● Directions for this task
Can you reproduce the whole listing below, substituting "a marker" for every "a dot" and leaving everything else unchanged?

● Data for this task
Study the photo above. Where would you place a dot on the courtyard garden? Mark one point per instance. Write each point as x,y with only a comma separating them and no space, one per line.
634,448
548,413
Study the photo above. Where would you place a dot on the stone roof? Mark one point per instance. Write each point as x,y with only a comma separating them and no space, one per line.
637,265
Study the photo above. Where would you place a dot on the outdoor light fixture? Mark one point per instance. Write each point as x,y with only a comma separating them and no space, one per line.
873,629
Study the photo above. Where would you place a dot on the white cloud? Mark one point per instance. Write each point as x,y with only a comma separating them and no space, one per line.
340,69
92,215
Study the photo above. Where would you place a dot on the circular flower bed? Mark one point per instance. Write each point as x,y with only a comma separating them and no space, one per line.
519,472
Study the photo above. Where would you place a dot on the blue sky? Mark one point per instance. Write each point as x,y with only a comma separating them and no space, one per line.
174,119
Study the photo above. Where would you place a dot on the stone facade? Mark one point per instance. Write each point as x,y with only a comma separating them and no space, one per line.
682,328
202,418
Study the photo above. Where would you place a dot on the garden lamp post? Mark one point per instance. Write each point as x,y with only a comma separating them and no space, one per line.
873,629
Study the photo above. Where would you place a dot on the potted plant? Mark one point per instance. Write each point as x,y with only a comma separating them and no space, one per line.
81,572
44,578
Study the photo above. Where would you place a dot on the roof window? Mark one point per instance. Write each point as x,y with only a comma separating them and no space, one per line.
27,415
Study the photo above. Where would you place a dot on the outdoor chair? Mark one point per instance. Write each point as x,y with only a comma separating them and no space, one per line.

● Solution below
Study the photo above. Where would you place a marker on the courtyard garden? Mark one point per instance. Write each point as x,y with only a comma separating them and no space, one per line.
634,448
548,413
Study the photo above. Where would you place a marker on the stone roof? Mark one point per instance. Write each point as x,y with only a comma separating them and no space, one per line.
637,265
Study the photo above. Where would you place a marker on the outdoor light fixture? Mark one point per instance. Write each point as x,y with only a comma separating them and no space, one per line.
873,629
Study the photo above. Where would you place a marker on the white cloud? Mark one point per instance. Write each point as x,y with only a comma separating them and no space, one per line.
340,69
92,215
Study the photo above. Where would you place a marker on the circular flower bed? Mark one point per instance. Write each point as x,y with only a comma separating them and no space, one per line.
519,472
Study the photo above. Where would you place a marker on the blue sky? Mark one point per instance. Write each point as x,y with only a comma separating them and no space, one per line.
174,119
Study the photo above. Where would you place a marker on the stone facade? Mark one point per instance. Write each point as x,y with only a comma separating them and no space, one per line.
682,328
202,418
Study the photo above. Where would you place a marker on the garden lamp post? Mark one point per instance. Write each point as x,y with only a comma separating them and no space, one per line.
873,629
Study the photo above. Where would you place a marker on the potted plant? Mark one point per instance. Write each point as x,y with only a comma separating them and no space, one per line.
81,572
44,578
Study the photo above. Where would you place a marker on the roof window? Mark one point per instance. Write each point as x,y with only a comma separating them and no space, one per line.
27,415
Study the photo above. Where would you place a marker on the outdoor chair? Mark one point per instance. Write each point as x,y with only a comma separating them and no space, one per line.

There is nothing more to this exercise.